- [What to do]:
Tally the lines in the records underneath that contain the string "with", and state the figure by itself.

Items listed in a dataset
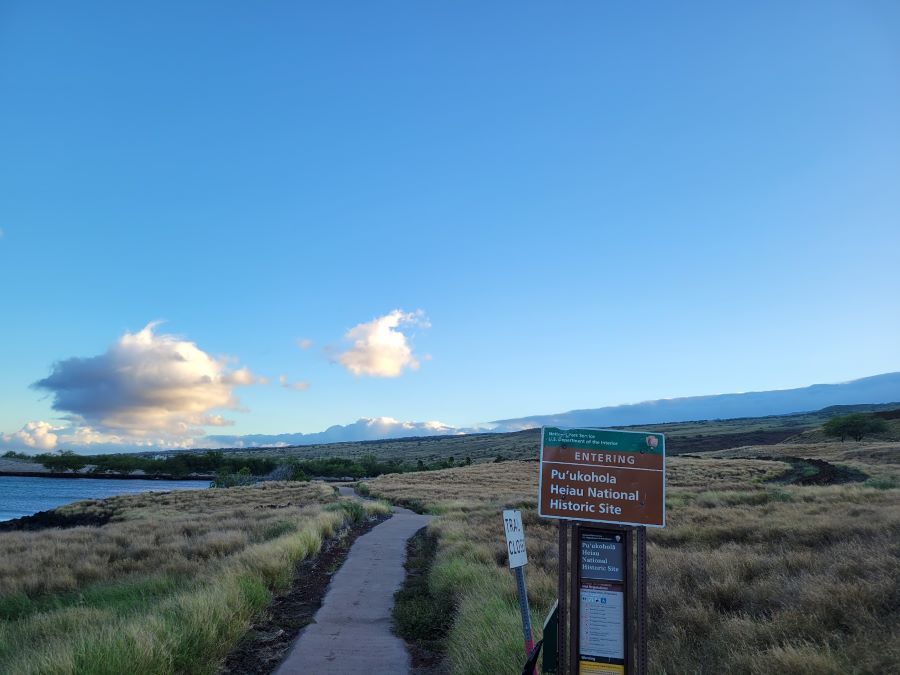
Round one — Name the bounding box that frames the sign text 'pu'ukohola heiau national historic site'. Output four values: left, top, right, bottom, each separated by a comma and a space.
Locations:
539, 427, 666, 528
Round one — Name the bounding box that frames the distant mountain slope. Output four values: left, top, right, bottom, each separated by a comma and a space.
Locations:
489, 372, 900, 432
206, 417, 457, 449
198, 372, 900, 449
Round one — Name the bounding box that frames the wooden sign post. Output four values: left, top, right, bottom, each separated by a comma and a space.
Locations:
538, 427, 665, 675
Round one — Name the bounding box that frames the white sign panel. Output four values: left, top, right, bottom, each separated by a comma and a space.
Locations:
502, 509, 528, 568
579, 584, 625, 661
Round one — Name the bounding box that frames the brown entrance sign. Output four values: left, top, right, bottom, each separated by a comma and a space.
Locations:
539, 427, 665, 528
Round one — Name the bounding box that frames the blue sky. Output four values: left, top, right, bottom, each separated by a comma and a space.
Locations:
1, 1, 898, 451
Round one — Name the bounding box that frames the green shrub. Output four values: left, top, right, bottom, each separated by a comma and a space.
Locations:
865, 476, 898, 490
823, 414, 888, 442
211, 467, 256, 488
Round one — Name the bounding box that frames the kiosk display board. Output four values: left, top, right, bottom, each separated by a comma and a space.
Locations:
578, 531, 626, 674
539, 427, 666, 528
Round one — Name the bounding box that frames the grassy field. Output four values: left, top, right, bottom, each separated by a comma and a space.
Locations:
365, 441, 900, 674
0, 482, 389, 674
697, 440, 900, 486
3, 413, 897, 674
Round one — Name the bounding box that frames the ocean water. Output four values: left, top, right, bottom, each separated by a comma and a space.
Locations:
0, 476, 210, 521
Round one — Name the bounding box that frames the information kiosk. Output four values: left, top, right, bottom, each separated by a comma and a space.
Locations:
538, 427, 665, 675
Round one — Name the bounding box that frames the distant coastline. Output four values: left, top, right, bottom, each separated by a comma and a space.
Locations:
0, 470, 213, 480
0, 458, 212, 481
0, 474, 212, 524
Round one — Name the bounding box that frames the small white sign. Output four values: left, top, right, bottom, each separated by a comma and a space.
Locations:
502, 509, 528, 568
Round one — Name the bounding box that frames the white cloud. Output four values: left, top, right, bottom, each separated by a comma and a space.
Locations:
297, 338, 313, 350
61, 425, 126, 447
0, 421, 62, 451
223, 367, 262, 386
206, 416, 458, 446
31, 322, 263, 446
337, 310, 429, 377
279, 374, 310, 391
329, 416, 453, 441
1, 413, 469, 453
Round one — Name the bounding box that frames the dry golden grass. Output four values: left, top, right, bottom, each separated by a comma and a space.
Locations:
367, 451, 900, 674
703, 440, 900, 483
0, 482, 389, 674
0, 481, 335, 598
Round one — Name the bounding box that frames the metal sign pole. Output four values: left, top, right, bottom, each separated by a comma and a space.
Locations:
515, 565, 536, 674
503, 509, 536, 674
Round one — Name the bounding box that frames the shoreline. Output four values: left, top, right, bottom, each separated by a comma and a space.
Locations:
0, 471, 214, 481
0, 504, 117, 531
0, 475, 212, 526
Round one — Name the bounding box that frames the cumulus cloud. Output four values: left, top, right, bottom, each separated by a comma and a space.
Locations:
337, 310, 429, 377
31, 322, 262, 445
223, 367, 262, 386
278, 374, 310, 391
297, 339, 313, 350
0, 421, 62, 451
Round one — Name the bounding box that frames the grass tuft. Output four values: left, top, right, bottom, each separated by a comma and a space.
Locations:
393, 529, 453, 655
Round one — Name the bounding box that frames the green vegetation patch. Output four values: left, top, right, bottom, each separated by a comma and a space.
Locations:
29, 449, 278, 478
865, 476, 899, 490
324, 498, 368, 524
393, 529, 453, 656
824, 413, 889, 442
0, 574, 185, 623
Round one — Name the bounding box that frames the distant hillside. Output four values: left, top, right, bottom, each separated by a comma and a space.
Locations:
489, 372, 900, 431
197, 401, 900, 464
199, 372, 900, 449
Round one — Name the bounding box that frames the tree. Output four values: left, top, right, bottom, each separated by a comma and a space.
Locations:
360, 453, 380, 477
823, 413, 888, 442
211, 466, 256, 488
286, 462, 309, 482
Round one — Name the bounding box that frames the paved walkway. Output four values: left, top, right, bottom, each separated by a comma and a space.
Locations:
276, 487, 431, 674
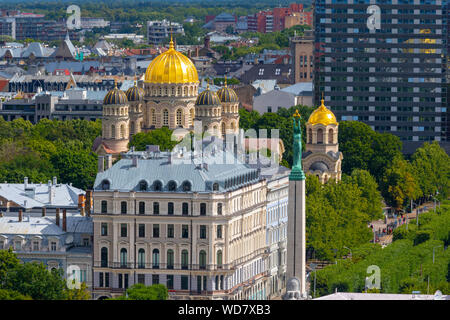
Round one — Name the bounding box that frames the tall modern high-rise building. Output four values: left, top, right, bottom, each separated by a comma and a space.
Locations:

...

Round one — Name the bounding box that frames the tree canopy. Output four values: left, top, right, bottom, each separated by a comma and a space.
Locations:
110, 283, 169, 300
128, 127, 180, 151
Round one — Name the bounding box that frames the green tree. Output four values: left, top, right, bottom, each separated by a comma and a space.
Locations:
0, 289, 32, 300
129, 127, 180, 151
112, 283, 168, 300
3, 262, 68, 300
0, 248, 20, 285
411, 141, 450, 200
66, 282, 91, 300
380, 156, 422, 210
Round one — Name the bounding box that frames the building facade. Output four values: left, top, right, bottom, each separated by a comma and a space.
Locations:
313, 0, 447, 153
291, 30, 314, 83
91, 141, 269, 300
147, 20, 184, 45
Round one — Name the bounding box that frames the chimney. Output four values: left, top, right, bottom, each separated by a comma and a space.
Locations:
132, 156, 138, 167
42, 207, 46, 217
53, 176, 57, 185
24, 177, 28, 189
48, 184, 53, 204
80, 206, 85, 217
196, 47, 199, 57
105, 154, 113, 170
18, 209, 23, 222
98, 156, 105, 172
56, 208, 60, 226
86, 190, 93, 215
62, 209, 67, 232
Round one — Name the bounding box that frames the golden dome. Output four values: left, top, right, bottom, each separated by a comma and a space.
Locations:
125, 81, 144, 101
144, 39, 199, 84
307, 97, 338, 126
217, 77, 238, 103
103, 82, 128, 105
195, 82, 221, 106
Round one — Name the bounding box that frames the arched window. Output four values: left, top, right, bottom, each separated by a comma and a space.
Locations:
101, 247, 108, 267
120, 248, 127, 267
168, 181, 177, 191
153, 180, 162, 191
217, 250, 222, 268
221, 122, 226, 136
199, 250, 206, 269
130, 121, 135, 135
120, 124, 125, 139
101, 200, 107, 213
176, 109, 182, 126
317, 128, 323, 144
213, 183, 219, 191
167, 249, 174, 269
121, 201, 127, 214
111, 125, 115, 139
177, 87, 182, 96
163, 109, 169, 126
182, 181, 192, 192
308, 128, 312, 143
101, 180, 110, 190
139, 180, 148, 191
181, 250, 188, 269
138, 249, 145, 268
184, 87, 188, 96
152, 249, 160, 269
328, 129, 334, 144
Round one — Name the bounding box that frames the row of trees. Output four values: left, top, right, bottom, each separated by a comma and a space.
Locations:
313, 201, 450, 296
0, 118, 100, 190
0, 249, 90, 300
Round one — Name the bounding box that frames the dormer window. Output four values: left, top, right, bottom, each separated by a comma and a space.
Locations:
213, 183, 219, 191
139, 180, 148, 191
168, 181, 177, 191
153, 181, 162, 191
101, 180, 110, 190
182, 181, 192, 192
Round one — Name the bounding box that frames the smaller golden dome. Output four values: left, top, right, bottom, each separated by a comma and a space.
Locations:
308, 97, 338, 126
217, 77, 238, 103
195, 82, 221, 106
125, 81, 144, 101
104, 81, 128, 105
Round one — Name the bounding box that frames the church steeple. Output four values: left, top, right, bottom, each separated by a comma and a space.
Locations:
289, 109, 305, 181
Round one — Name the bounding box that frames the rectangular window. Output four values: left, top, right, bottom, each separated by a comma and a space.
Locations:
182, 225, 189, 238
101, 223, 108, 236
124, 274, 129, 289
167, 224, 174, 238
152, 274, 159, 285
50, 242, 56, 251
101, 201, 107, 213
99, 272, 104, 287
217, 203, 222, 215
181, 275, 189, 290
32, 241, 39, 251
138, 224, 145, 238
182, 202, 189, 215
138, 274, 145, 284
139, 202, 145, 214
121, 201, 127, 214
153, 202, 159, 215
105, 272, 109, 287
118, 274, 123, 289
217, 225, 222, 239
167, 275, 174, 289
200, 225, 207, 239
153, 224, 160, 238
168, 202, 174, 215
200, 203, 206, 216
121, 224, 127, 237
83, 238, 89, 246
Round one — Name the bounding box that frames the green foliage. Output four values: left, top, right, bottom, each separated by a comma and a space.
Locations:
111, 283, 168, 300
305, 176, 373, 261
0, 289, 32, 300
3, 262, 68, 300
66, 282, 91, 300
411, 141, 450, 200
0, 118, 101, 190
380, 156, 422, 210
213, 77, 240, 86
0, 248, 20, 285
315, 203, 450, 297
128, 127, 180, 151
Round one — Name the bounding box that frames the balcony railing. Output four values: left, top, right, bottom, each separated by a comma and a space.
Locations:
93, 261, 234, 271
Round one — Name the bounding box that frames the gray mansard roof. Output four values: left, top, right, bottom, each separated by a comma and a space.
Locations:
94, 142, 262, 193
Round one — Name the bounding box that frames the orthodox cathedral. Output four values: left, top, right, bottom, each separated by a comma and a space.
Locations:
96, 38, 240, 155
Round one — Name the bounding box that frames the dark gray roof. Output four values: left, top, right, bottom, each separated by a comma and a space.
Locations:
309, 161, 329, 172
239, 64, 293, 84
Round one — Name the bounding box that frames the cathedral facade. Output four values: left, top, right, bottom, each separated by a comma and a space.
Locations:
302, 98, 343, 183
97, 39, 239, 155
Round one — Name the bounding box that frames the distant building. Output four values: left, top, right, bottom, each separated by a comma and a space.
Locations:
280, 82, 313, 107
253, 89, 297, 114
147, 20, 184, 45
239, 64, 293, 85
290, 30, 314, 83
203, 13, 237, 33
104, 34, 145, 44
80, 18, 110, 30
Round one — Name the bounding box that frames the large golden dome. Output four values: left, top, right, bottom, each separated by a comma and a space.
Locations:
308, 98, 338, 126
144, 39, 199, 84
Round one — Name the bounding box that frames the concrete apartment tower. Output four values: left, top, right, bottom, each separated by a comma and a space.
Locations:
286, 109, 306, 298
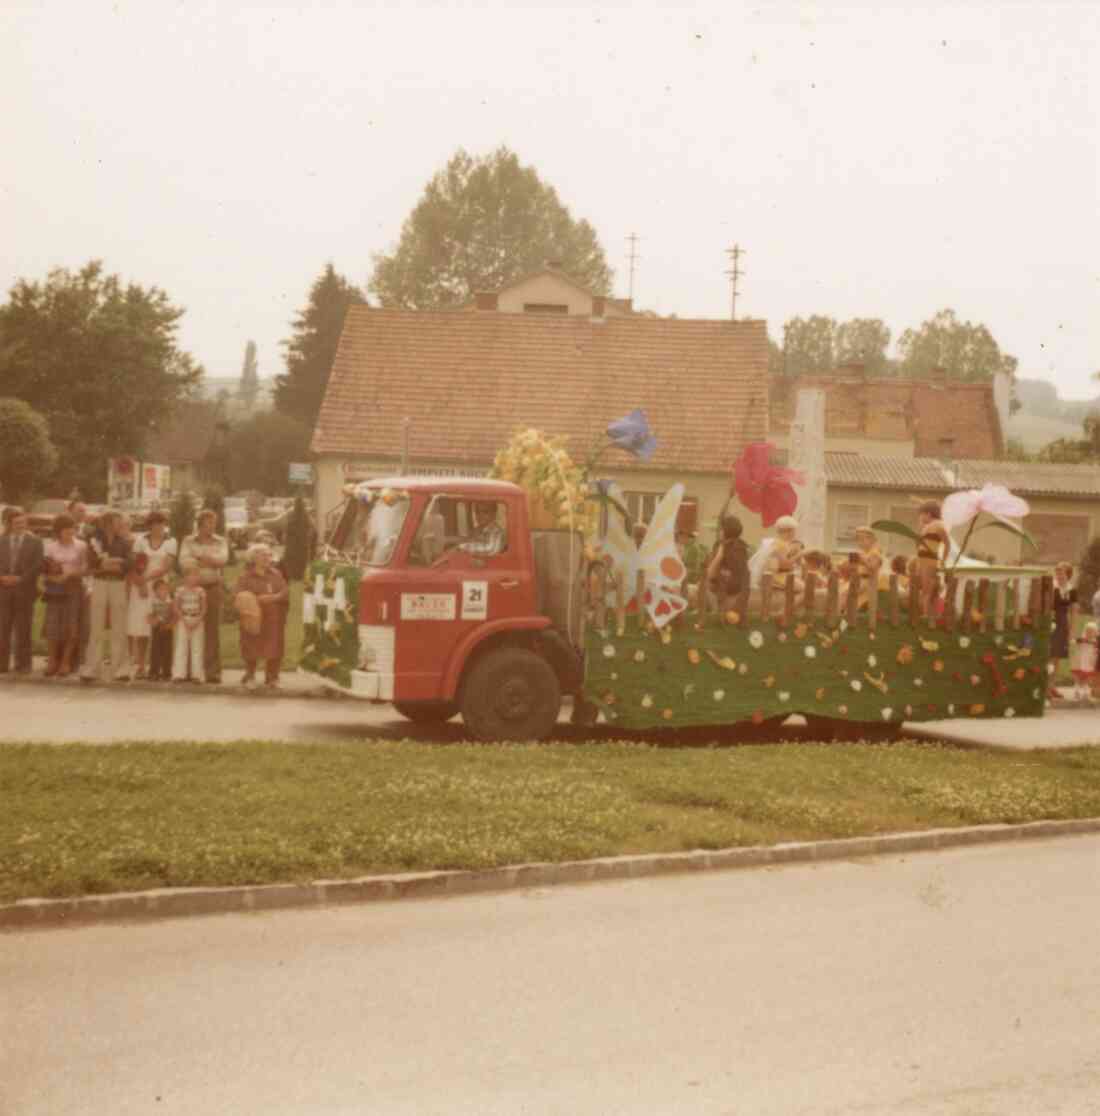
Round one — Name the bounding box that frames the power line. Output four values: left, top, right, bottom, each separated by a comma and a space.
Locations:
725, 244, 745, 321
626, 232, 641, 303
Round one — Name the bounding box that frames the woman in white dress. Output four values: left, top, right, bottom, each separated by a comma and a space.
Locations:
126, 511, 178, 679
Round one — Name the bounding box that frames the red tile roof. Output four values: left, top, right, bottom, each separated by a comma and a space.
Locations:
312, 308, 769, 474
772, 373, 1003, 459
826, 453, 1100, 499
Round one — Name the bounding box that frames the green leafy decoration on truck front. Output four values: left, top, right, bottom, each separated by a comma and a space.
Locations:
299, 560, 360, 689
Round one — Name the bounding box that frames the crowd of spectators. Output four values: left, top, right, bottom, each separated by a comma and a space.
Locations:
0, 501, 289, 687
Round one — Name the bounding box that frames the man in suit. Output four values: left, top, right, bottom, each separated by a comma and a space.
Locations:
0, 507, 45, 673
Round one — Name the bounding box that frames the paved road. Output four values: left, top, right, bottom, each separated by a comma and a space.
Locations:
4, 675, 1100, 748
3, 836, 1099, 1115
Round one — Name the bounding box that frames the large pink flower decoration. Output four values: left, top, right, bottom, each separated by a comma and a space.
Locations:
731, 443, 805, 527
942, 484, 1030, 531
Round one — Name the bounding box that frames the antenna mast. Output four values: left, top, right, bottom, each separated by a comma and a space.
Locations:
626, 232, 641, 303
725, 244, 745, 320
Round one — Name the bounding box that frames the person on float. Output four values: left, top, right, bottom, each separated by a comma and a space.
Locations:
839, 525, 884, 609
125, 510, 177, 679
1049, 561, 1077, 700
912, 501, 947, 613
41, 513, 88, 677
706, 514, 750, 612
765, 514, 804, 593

==

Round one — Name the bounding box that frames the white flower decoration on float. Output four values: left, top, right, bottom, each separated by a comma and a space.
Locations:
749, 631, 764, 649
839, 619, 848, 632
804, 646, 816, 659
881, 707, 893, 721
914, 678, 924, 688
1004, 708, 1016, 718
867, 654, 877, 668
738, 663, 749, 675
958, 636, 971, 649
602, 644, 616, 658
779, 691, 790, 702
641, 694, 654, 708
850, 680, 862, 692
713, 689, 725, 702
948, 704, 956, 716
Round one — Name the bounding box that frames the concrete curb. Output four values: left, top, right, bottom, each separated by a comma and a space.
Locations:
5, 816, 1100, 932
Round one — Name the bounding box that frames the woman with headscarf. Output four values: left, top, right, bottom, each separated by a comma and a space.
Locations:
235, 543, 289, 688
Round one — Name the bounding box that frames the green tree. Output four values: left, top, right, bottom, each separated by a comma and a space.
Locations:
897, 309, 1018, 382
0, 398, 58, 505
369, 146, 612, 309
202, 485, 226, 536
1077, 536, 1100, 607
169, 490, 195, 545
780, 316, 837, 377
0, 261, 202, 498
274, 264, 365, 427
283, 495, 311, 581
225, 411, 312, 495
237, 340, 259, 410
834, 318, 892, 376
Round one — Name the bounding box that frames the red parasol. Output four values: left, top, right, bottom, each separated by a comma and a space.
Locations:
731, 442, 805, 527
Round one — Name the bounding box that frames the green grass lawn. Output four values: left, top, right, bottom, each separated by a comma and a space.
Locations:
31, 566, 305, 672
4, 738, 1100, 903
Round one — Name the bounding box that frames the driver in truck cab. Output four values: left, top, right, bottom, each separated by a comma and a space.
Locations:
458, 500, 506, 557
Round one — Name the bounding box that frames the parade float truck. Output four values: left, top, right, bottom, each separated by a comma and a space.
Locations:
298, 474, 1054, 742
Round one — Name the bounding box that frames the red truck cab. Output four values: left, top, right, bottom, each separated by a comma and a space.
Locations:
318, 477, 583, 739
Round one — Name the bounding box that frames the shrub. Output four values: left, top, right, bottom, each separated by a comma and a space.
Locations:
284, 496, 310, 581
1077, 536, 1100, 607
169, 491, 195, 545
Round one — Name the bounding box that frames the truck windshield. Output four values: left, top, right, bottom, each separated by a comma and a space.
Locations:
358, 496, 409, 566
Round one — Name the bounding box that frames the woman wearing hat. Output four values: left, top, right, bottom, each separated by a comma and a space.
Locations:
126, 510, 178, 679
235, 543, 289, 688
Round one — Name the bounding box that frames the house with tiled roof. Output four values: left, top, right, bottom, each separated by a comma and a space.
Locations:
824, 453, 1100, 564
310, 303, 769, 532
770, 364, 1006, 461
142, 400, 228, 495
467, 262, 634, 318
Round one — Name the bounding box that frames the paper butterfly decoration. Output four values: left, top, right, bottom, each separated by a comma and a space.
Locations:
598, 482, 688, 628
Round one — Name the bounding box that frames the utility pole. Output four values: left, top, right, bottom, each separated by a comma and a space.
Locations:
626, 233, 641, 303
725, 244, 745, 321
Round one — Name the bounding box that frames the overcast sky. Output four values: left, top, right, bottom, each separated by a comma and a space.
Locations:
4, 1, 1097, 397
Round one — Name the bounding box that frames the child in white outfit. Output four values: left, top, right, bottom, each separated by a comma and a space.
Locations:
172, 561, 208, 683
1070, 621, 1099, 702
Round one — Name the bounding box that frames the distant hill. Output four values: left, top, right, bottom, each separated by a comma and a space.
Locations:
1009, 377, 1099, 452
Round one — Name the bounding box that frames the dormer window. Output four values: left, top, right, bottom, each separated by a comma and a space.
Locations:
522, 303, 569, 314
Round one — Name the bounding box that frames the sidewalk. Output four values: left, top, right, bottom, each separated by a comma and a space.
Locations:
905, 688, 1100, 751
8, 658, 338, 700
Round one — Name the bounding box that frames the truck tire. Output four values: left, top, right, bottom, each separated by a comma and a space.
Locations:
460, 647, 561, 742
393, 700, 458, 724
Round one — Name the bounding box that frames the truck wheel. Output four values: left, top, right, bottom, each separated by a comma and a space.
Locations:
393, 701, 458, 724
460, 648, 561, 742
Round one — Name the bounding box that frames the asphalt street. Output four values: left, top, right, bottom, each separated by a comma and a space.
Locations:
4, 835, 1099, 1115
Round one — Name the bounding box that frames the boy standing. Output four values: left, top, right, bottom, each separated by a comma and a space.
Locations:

- [Exercise solution]:
2